When the algorithms are trained on past admissions data, they repeat any biases that were already present. But they also go a step further by sanctioning those unequal decisions, Stoyanovich said.
Moreover, errors in algorithms can disproportionately affect people from marginalized groups. For example, Stoyanovich pointed to Facebook’s method for determining whether names were legitimate, which got the company into hot water in 2015 for kicking American Indian users off the platform.
Finally, admissions staff may not have the training to understand how the algorithms work and what sort of determinations it’s safe to make from them.
“You need to have some background at least to say, ‘I am the decision-maker here, and I am going to decide whether to take this recommendation or to contest it,’” Stoyanovich said.
With the rapid growth of generative AI systems like ChatGPT, some researchers worry about a future where applicants use machines to write essays that will be read and graded by algorithms.
Having essays read by machines is going to provide “even more impetus to have students generate them by machine,” said Les Perelman, a former associate dean at the Massachusetts Institute for Technology who has studied automated writing assessment. “It won’t be able to identify if it was original or just generated by ChatGPT. The whole issue of writing evaluation has really been turned on its head.”
Benjamin Lira Luttges, a doctoral student in the University of Pennsylvania’s psychology department who is doing research on AI in college admissions, said human shortcomings foster some of the issues related to the technology.
“Part of the reason admissions is complicated is because it is not clear that as a society we know exactly what we want to maximize for when we’re making admissions decisions,” Lira said via email. “If we are not careful, we might build AI systems that maximize something that doesn’t match what we as a society want to maximize.”
The use of the technology has its risks, he said, but it also has its benefits. Machines, unlike humans, can make decisions without “noise,” meaning they aren’t influenced by things admissions staff might be, like their mood or the weather.

* _WHAT THIS EXERCISE ASKS_
a: In the text on AI in college admissions, what got Facebook into trouble in 2015?
b: Resume the text on AI in college admissions after its last sentence.

* _EXCERPTED DATA_
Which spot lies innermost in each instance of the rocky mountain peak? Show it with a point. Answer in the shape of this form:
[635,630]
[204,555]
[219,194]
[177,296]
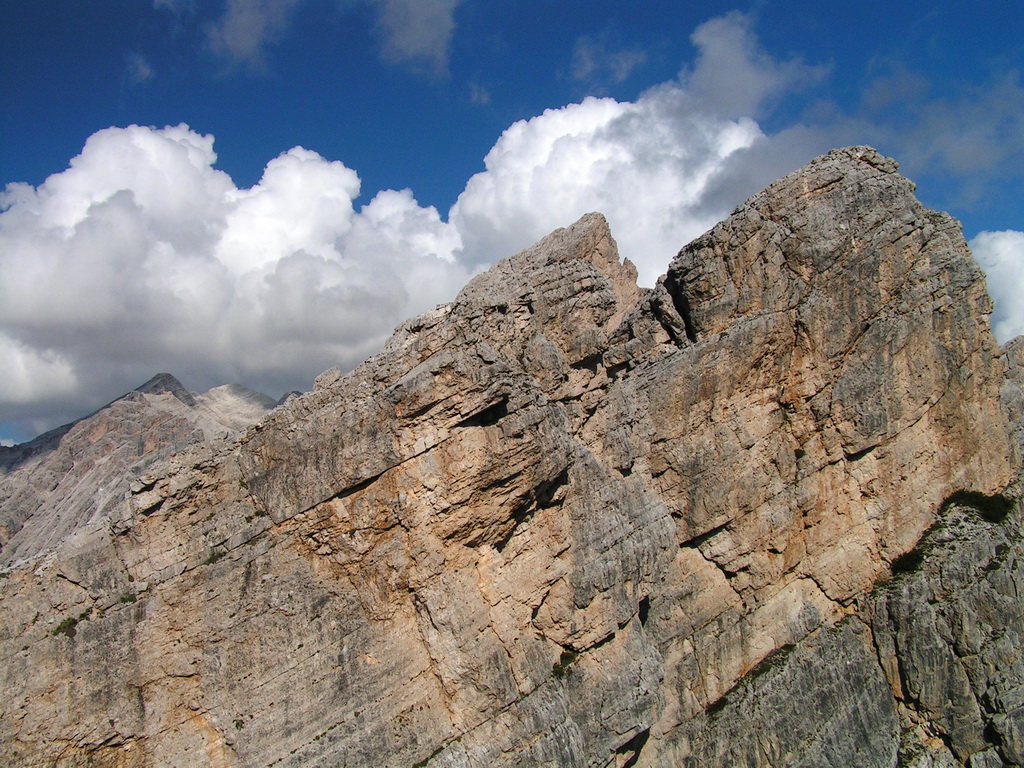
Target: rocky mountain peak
[564,520]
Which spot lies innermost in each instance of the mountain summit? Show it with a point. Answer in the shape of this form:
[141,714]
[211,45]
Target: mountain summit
[760,515]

* _ANSWERS PROVIDED_
a: Its method for deciding whether names were legitimate kicked American Indian users off the platform.

b:
“We don’t have really good data on what is the status quo,” Lira said. “There might be potential for bias in algorithms and there might be things we don’t like about them, but if they perform better than the human system, then it could be a good idea to start progressively deploying algorithms in admissions.”
“If we are not careful, we might build AI systems that maximize something that doesn’t match what we as a society want to maximize.”
Benjamin Lira Luttges
Doctoral student, University of Pennsylvania
Rose, at Student Select, acknowledges that there are risks to using AI in admissions and hiring. Amazon, he noted, scrapped its own algorithm to help with hiring after discovering the tool discriminated against women.
But Student Select avoids those negative outcomes, he said. The company starts the process with a bias audit of a client’s previous admissions outcomes and regularly examines its own technology. Its algorithms are fairly transparent, Rose said, and can explain what they are basing decisions on.
The analysis produces equal average scores across subgroups, is validated by external academics and is not wholly new, Rose said.
“We use both internal and external researchers to develop this tool, and all these experts are experts in selection,” he said. “Our machine learning models have been trained on a data set that includes millions of records.”
Beyond the ethical questions that come with using AI in admissions, Stoyanovich said there are also practical ones.
When mistakes are made, who will be responsible? Students may want to know why they were rejected and how candidates were selected.
“I would be very careful as an admissions officer, as the director of admissions at a university or elsewhere, when I decide to use an algorithmic tool,” she said. “I would be very careful to understand how the tool works, what it does, how it was validated. And I would keep a very, very close eye on how it performs over time.”